EXERCISE DIRECTIONS:
Can you rewrite each of the records below with "in this photo" changed to "in this image" and nothing else altered? Leave the pictures out of your version.
■ ■ ■
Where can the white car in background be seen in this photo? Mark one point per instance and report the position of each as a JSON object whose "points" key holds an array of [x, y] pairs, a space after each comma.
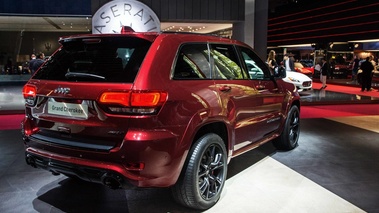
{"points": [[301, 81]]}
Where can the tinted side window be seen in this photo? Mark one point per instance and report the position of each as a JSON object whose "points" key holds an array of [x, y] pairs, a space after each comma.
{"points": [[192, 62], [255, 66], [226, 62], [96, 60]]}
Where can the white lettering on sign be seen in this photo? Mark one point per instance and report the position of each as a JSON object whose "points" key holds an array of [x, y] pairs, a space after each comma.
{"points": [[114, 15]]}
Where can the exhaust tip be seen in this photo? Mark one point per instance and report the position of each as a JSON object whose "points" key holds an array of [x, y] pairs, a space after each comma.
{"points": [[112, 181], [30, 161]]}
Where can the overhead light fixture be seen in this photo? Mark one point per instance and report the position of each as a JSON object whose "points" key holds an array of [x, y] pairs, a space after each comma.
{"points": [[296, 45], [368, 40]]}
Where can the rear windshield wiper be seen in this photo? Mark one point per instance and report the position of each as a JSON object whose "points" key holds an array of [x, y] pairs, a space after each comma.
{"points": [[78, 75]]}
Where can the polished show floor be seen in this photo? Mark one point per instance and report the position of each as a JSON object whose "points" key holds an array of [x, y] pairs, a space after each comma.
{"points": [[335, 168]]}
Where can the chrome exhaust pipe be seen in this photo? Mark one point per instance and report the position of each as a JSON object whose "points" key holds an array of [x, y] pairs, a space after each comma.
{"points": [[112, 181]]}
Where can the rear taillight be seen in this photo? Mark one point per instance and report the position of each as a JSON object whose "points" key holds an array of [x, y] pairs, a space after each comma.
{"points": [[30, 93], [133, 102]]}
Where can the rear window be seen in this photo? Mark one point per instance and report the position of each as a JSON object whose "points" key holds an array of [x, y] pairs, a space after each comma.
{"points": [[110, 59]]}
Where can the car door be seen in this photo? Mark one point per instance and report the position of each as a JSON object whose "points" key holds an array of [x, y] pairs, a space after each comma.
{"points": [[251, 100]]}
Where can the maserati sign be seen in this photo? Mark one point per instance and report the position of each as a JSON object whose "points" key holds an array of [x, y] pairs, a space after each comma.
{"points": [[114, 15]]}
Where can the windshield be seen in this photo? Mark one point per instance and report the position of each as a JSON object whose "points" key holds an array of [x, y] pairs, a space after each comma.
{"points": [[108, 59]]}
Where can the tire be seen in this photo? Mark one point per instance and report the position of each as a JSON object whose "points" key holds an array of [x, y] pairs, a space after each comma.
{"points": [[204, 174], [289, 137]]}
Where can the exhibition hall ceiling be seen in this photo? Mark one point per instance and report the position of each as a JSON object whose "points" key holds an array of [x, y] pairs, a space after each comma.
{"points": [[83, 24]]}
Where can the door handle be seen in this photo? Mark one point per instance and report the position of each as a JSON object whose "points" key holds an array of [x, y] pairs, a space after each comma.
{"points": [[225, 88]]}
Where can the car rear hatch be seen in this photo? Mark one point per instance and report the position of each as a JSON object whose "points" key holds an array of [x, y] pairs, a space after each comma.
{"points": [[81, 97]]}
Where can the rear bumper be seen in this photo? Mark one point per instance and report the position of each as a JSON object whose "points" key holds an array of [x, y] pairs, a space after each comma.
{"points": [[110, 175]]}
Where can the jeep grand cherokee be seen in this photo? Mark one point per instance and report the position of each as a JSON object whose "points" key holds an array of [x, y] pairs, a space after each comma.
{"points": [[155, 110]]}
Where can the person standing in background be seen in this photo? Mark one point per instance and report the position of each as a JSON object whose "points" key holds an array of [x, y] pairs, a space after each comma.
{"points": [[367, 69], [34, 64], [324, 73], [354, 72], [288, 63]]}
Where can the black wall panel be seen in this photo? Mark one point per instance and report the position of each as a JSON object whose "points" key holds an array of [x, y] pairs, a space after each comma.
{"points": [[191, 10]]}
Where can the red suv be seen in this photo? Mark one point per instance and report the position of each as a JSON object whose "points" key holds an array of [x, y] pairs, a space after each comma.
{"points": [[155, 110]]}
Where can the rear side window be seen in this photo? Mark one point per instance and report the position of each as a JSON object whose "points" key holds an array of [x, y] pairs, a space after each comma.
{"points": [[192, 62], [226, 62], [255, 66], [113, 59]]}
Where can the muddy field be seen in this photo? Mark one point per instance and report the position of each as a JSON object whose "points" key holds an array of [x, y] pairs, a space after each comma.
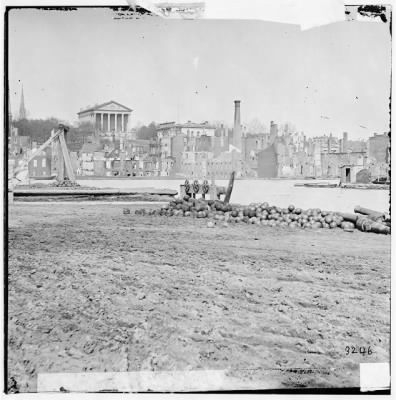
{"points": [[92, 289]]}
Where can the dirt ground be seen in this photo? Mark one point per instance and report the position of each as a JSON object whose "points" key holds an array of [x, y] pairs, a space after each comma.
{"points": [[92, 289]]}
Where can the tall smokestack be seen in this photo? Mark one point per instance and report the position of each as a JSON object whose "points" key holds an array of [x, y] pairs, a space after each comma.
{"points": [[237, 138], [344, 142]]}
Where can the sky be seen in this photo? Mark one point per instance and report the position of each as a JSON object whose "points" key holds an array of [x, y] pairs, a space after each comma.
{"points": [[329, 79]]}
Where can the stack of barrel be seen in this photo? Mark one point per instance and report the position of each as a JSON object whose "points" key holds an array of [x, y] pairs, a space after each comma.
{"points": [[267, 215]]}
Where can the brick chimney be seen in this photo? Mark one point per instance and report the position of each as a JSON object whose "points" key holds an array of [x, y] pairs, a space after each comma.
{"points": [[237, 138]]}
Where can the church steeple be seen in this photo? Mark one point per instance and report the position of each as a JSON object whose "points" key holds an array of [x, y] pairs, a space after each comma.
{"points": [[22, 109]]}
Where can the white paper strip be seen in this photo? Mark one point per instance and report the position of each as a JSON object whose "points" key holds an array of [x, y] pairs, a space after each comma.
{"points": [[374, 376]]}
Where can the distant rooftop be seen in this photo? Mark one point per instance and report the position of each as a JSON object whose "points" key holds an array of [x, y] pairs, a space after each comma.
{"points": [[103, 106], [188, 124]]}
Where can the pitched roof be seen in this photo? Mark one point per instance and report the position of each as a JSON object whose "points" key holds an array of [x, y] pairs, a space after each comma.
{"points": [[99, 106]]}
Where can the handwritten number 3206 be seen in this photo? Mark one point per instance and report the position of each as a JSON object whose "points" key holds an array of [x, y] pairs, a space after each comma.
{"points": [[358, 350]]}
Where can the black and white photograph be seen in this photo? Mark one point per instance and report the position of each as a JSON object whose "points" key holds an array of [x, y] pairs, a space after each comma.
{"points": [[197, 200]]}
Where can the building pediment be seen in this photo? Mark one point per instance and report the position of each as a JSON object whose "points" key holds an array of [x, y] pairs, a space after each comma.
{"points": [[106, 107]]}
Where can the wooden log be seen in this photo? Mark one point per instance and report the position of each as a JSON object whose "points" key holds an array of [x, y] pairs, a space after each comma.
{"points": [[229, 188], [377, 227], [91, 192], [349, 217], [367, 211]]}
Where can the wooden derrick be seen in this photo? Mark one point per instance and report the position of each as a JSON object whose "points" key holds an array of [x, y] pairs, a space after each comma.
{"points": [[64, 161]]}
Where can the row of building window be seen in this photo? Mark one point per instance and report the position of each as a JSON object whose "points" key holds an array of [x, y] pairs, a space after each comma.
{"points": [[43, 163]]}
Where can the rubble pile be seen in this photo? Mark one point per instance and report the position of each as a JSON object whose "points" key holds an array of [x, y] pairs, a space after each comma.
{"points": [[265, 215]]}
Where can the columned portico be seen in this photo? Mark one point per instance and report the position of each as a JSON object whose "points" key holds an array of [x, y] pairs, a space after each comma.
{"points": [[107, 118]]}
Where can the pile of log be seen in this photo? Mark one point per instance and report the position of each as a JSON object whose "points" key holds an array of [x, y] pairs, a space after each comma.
■ ■ ■
EXERCISE RESPONSE:
Where can the white car in background be seen in this image? Mark one point per instance and report the position of each as a JSON object whose "points" key holds an array of [x, y] pairs, a space after each comma.
{"points": [[301, 81]]}
Where can the tinted side window be seen in this image? Mark one point per instance and report the position of each as a JSON object whose "points" key holds an array of [x, y] pairs, a space after each comma.
{"points": [[192, 62], [255, 66], [226, 62], [96, 60]]}
Where can the white lettering on sign be seen in this image? Mark one point per instance and report the position of each as a JSON object whose "points" key holds an array of [x, y] pairs, a space after each comma.
{"points": [[114, 15]]}
Where can the exhaust tip be seen in this image? Mark one point per instance and report the position of each as a JSON object whose "points" key holds an array of [x, y] pairs, a space after each comma.
{"points": [[112, 181], [30, 161]]}
Where can the overhead light fixture be seen in this image? Mark one point per instance and report the position of each as a JSON object whose "points" key holds an array of [x, y] pairs, a space after each comma.
{"points": [[296, 45], [368, 40]]}
Where can the rear windshield wiper be seen in this image? Mark one point per instance and report the position of each as a JSON object whose "points" key holds an array of [x, y] pairs, a space after each comma.
{"points": [[78, 75]]}
Where can the polished show floor be seen in this image? Mark one point per instance and report the position of each as a JSON object whose "points" key holds an array of [x, y] pairs, a space after each comma.
{"points": [[335, 168]]}
Where can the chrome exhaust pipe be seen in this image? Mark one point per instance and report the position of each as a JSON object whose "points" key holds an array of [x, y] pairs, a space after each comma.
{"points": [[112, 181]]}
Where can the rear taillight be seen in this image? Mark one point per instance and report the position of each as a JSON object whose "points" key holds an array of [x, y] pairs, a space after each comma.
{"points": [[30, 93], [133, 102]]}
Where can the rear window be seen in this image? Mark one point per instance and report the position of each as a JSON object whose "points" key holds an array of [x, y] pairs, a space after each comma.
{"points": [[110, 59]]}
Where can the car door be seen in this image? Mark one point per instance and report the position of each as a JSON object whose "points" key holds an array of [x, y] pairs, a space after each comma.
{"points": [[251, 100]]}
Where can the maserati sign be seen in this image? Mark one point per instance and report the position of each as a JSON object whose "points" key holds an array of [x, y] pairs, a space after each comma.
{"points": [[114, 15]]}
Where can the windshield be seen in this image? Mark one point per instance and report the position of each as a JSON object whose "points" key holds an array of [x, y] pairs, a space after each comma.
{"points": [[108, 59]]}
Where can the tire be seen in this image? Mark one point per instance and report the position of each as a JSON object whose "points" key holds an array of [x, y] pairs, a space after each comma.
{"points": [[204, 174], [289, 137]]}
Where can the exhibition hall ceiling be seen in this image? Mark one point per instance and report the position of each as a JSON object whose "points" key holds an array of [x, y] pairs, a space after each comma.
{"points": [[83, 24]]}
Where can the door handle be seen in this image? Mark one point per instance and report the position of each as a JSON object whose "points" key holds an array of [x, y] pairs, a space after each comma.
{"points": [[225, 88]]}
Where can the car rear hatch be seen in this image? Mark one point per instance and report the position of each as a JSON object whose "points" key holds an array of [x, y] pairs, a space after each comma.
{"points": [[81, 97]]}
Where can the rear bumper be seen in this image? Mark one point per instance and report the position of each as a JSON object whose "points" key holds an array of [x, y] pairs, a space after each comma.
{"points": [[110, 175]]}
Where can the jeep grand cherokee be seen in this image? Mark one point per instance and report the position of each as a JSON object whose "points" key holds an array of [x, y] pairs, a space after each comma.
{"points": [[155, 110]]}
Where can the person standing in background be seen in this image? Mark one point per instance and report the position of each as a JSON object whose "points" key holds an array of [x, y] pairs, a space after each comma.
{"points": [[367, 69], [34, 64], [324, 73], [354, 72], [288, 63]]}
Where can the black wall panel be seen in this image? Mark one point per instance and report the position of each as a JSON object whose "points" key holds an array of [x, y] pairs, a space after each comma.
{"points": [[191, 10]]}
Where can the red suv be seen in this image? Mark one point per instance and report the position of each as a JSON object whose "points" key holds an array of [x, y] pairs, a space after each comma.
{"points": [[155, 110]]}
Where can the rear side window be seen in this image? Mark one point per instance and report the position of each as a JSON object whose "points" key holds an array of [x, y] pairs, a space after each comma.
{"points": [[192, 62], [226, 62], [255, 66], [113, 59]]}
Where can the muddy field be seen in this image? Mark one point per instance and report the position of each as a JSON object whose "points" key holds an array of [x, y] pairs, a space after each comma.
{"points": [[92, 289]]}
Where can the dirt ground be seen in this image? Mark one point per instance and report the position of each as a JSON object whose "points" key holds an array of [x, y] pairs, a space after each comma.
{"points": [[92, 289]]}
Where can the tall smokestack be seen in this image? Mark one point per instance and report the position of each as a JSON object whose "points" key holds an array of [x, y] pairs, a space after each comma.
{"points": [[237, 138], [344, 142]]}
Where can the sky be seen in this image? Mark one point per instance and report the position of each as a JSON object whose "points" key holds an array of [x, y] pairs, a space after each comma.
{"points": [[329, 79]]}
Where can the stack of barrel be seen in this image? Mark one point per instance and report the position of each as a JSON object whose "points" key holds an array of [x, y] pairs, a space after each comma.
{"points": [[267, 215]]}
Where can the brick chimney be seen in this image? Mark one point per instance and report the position of each as a JSON object whose "points" key holds an array of [x, y] pairs, a space after each comma.
{"points": [[237, 138]]}
Where can the church steeple be seen in this image? Mark one point per instance and report the position of each as a JSON object whose "points" key holds an array of [x, y] pairs, a space after each comma.
{"points": [[22, 109]]}
Where can the white paper strip be seen in this image? Mark one point per instance and report the position of each as a JSON object whose "points" key holds an array of [x, y] pairs, a space after each comma.
{"points": [[374, 376]]}
Where can the distant rooftop be seen in this image? Mark one point per instance and report the position of each as a JSON object whose "points" key holds an array of [x, y] pairs, a space after each comma.
{"points": [[103, 106], [188, 124]]}
Where can the pitched roof be seen in this image? Mark one point per instance and report the position of each as a JSON object whose "points" key holds an array of [x, y] pairs, a space after each comma.
{"points": [[99, 106]]}
Where can the handwritten number 3206 be seen in this image? Mark one point per instance and report the position of each as a JSON object whose "points" key holds an array of [x, y] pairs, a space after each comma.
{"points": [[358, 350]]}
Where can the black and white photograph be seen in this image? Mark one point per instance and report the position of each as a JSON object whose "points" key holds an array of [x, y] pairs, a space after each comma.
{"points": [[197, 200]]}
Where can the building pediment be seen in this image? Mark one point per instance and report the position of each as a JSON object whose "points" key holds an array of [x, y] pairs, a space after each comma.
{"points": [[106, 107]]}
Where can the wooden log be seen in this image? Mark one point per instance and report the position of each as a JSON object whose "points" key holds an array of [x, y] pairs, a space after each comma.
{"points": [[229, 188], [377, 227], [91, 192], [349, 217], [367, 211]]}
Where can the wooden derrick be seen in this image? Mark one point per instance and report the position of each as a JSON object whose "points" key holds an array of [x, y] pairs, a space after each comma.
{"points": [[64, 161]]}
Where can the row of building window be seen in this image? Mark one point per instance and report the position of each as a JSON object whose "points" key holds an array of [x, y] pairs, a space after each comma.
{"points": [[43, 163]]}
Where can the rubble pile be seen in this image? Mark one point per instance and report the position of each as a JSON object whose "points" key holds an array of [x, y] pairs, a space after each comma.
{"points": [[265, 215]]}
Where can the columned portico be seen in this image? Mark one point per instance and report the position of each as a JSON object whose "points" key holds an array of [x, y] pairs, a space after each comma.
{"points": [[107, 118]]}
Where can the pile of log be seen in this image? Mark one point per instance and report the position of each as a JSON object whose "points" key holds an array of [x, y] pairs, a space after each comma.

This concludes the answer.